Rewrite the listing below as a JSON list of strings, with one string for each line and any blank lines omitted.

*-*-*

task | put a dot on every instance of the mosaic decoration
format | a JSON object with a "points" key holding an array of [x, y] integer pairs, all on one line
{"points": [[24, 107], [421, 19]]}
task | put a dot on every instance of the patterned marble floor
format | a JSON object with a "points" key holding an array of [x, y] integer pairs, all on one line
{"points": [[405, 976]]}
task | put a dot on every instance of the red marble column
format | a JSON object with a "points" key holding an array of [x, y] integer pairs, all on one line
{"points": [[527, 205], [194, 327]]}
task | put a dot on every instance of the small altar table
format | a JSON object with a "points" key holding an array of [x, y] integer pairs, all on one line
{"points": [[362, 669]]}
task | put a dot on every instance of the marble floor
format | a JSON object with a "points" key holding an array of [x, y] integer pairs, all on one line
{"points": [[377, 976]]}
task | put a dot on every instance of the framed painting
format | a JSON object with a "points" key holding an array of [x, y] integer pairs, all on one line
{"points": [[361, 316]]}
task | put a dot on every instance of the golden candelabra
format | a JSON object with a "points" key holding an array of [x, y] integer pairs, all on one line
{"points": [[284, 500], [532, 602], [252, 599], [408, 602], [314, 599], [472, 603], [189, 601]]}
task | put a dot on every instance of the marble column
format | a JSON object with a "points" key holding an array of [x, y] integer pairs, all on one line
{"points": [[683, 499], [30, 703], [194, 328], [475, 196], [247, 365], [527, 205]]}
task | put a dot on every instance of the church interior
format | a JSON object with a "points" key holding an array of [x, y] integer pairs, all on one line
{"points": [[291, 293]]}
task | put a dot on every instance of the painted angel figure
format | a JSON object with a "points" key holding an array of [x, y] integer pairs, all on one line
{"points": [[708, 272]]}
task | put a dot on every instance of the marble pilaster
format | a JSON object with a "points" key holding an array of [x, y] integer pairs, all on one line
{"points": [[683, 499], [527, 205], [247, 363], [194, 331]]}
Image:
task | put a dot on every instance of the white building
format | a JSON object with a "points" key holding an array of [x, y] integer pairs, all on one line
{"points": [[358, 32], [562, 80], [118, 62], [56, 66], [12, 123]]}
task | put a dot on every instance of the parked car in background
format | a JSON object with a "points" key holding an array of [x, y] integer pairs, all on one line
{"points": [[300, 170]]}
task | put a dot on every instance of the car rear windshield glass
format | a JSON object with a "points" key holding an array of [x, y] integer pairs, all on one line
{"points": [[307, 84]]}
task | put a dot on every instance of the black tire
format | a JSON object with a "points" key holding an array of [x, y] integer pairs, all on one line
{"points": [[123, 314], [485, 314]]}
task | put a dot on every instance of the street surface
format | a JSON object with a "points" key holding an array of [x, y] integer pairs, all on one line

*-*-*

#### WRITTEN RESPONSE
[
  "task | put a dot on every instance of the mosaic decoration",
  "format | a JSON object with a \"points\" key holding an array of [x, y] integer pairs, all on one line",
  "{\"points\": [[24, 107], [421, 19]]}",
  "task | put a dot on every instance of the patterned marble floor",
  "format | a JSON object with a \"points\" key holding an array of [x, y] integer pairs, all on one line",
  "{\"points\": [[405, 976]]}",
  "task | put a dot on every instance of the red marble column",
  "format | a JSON object with a \"points\" key holding an array of [x, y] integer pairs, all on one line",
  "{\"points\": [[527, 205], [194, 327]]}",
  "task | put a dot on every instance of the small altar table",
  "format | a JSON object with a \"points\" key holding an array of [x, y] integer pairs, all on one line",
  "{\"points\": [[362, 669]]}",
  "task | put a dot on every instance of the marble floor",
  "format | a JSON object with a \"points\" key holding an array of [x, y] integer pairs, all on one line",
  "{\"points\": [[377, 976]]}",
  "task | put a dot on every instance of the framed painting",
  "format | a JSON object with a \"points\" key holding an array of [x, y] integer pairs, all on one line",
  "{\"points\": [[361, 316]]}",
  "task | put a dot on every instance of the golden candelabra",
  "format | a JSON object with a \"points\" key holding an array of [x, y] integer pairs, all on one line",
  "{\"points\": [[284, 500], [532, 602], [252, 599], [408, 602], [314, 599], [472, 603], [189, 601]]}",
  "task | put a dot on every instance of the marble column",
  "format | a JSON object with a \"points\" key holding an array of [x, y] integer pairs, all on one line",
  "{\"points\": [[683, 499], [30, 703], [194, 328], [475, 196], [247, 365], [527, 205]]}",
  "task | put a dot on every instance of the church interior",
  "format | a JSON object with a \"points\" key holding an array of [x, y] integer pairs, all on one line",
  "{\"points\": [[291, 293]]}",
  "task | put a dot on every instance of the painted angel figure",
  "format | a JSON object with a \"points\" key holding an array of [x, y] integer pairs, all on one line",
  "{\"points\": [[708, 272]]}",
  "task | put a dot on every instance of the marble pilaster",
  "format | a JSON object with a \"points\" key holding an array of [x, y] integer pairs, all on one line",
  "{\"points\": [[683, 499], [527, 205], [247, 363], [194, 331]]}",
  "Image:",
  "task | put a dot on every instance of the white building",
  "format | a JSON object with a \"points\" key holding an array of [x, y] integer pairs, all on one line",
  "{\"points\": [[358, 32], [562, 80], [118, 62], [56, 66], [12, 123]]}",
  "task | put a dot on every instance of the parked car in background",
  "format | a JSON object with a \"points\" key holding an array of [x, y] integer pairs, all on one line",
  "{\"points\": [[300, 170]]}",
  "task | put a dot on every instance of the car rear windshield glass",
  "format | a JSON object with a \"points\" key holding an array of [x, y] integer pairs, all on one line",
  "{\"points\": [[307, 84]]}",
  "task | put a dot on every instance of the black tire",
  "format | a JSON object with a \"points\" key holding an array of [x, y] integer pairs, all on one line",
  "{\"points\": [[123, 314], [485, 314]]}",
  "task | put a dot on every instance of the street surface",
  "format | a JSON object with a \"points\" key holding an array of [x, y] integer pairs, all on one line"
]